## Text passage
---------------
On Tuesday afternoon, federal Judge Sarah Netburn will hold an in-person conference at the Daniel P. Moynihan Courthouse in Manhattan to discuss the release of documents that Ripple says are necessary to prove it did nothing wrong and that the SEC is picking winners and losers in the trillion-dollar crypto business.
The documents Ripple wants to obtain — and the SEC is looking to keep confidential – center on a speech given in June 2018 by the SEC’s former director of corporation finance, Bill Hinman.
Ripple officials believe the documents will show disagreement among various top officials at the agency over declaring XRP a security, and undercut the SEC’s argument.
Hinman left the SEC after the election of President Biden and his nomination of Gary Gensler as SEC chairman, replacing Trump appointee, Jay Clayton. The Ripple case was signed off by Clayton just hours before he resigned from the post. Both he and Hinman are practicing attorneys who now work in the crypto space.
---------------
## Your tasks
1 > Reproduce the passage about Ripple and the SEC in full, word for word.
2 > Rewrite the entries from their start through the line containing "column 240, row 249", replacing "pick planner" with "grasp planner" and leaving everything else unchanged. Output only those lines.
The entries that follow are unrelated to the passage about Ripple and the SEC.

## Entries provided
---------------
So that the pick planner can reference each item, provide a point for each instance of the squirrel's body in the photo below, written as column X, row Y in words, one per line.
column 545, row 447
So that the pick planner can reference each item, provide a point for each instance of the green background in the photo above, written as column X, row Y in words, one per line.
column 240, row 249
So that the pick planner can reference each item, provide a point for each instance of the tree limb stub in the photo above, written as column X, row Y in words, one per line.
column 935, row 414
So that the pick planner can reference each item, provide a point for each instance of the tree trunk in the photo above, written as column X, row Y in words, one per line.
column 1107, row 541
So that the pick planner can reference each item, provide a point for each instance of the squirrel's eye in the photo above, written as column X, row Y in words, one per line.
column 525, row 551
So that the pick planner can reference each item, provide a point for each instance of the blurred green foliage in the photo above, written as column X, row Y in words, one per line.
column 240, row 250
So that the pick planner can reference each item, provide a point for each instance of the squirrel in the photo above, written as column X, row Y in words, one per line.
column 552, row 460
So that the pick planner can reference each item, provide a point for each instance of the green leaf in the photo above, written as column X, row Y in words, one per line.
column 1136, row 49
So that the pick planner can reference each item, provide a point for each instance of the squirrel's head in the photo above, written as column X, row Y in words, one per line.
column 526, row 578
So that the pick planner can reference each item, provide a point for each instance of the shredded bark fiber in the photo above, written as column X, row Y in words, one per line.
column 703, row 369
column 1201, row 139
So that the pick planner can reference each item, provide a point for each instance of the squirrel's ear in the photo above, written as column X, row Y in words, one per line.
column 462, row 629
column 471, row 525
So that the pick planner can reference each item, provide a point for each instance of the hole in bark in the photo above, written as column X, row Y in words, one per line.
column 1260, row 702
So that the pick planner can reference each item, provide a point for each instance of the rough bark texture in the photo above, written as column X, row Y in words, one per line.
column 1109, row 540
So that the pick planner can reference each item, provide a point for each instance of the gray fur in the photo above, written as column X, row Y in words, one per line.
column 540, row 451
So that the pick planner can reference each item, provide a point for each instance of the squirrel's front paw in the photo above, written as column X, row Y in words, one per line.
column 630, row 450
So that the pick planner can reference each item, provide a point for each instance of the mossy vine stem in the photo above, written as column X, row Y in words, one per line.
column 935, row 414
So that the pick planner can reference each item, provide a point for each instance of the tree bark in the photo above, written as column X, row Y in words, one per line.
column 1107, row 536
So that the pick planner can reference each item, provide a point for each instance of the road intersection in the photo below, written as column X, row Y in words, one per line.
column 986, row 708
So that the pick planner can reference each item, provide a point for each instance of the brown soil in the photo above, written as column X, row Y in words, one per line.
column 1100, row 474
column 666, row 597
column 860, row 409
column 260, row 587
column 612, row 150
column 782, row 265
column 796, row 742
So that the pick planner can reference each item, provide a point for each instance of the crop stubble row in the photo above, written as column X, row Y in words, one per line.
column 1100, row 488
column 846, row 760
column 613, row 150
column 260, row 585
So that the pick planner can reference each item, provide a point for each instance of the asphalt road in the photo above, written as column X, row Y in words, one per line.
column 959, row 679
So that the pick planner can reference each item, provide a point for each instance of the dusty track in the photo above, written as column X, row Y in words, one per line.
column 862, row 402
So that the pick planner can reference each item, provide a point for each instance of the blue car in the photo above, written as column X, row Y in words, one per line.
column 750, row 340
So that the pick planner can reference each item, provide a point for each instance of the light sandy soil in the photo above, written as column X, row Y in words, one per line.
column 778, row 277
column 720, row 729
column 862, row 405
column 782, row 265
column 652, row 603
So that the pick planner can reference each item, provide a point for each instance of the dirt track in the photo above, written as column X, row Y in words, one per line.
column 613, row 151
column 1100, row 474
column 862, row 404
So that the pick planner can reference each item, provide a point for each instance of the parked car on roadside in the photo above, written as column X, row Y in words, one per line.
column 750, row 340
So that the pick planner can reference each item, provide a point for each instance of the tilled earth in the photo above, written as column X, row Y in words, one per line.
---------------
## Task answers
1 >
On Tuesday afternoon, federal Judge Sarah Netburn will hold an in-person conference at the Daniel P. Moynihan Courthouse in Manhattan to discuss the release of documents that Ripple says are necessary to prove it did nothing wrong and that the SEC is picking winners and losers in the trillion-dollar crypto business.
The documents Ripple wants to obtain — and the SEC is looking to keep confidential – center on a speech given in June 2018 by the SEC’s former director of corporation finance, Bill Hinman.
Ripple officials believe the documents will show disagreement among various top officials at the agency over declaring XRP a security, and undercut the SEC’s argument.
Hinman left the SEC after the election of President Biden and his nomination of Gary Gensler as SEC chairman, replacing Trump appointee, Jay Clayton. The Ripple case was signed off by Clayton just hours before he resigned from the post. Both he and Hinman are practicing attorneys who now work in the crypto space.

2 >
So that the grasp planner can reference each item, provide a point for each instance of the squirrel's body in the photo below, written as column X, row Y in words, one per line.
column 545, row 447
So that the grasp planner can reference each item, provide a point for each instance of the green background in the photo above, written as column X, row Y in words, one per line.
column 240, row 249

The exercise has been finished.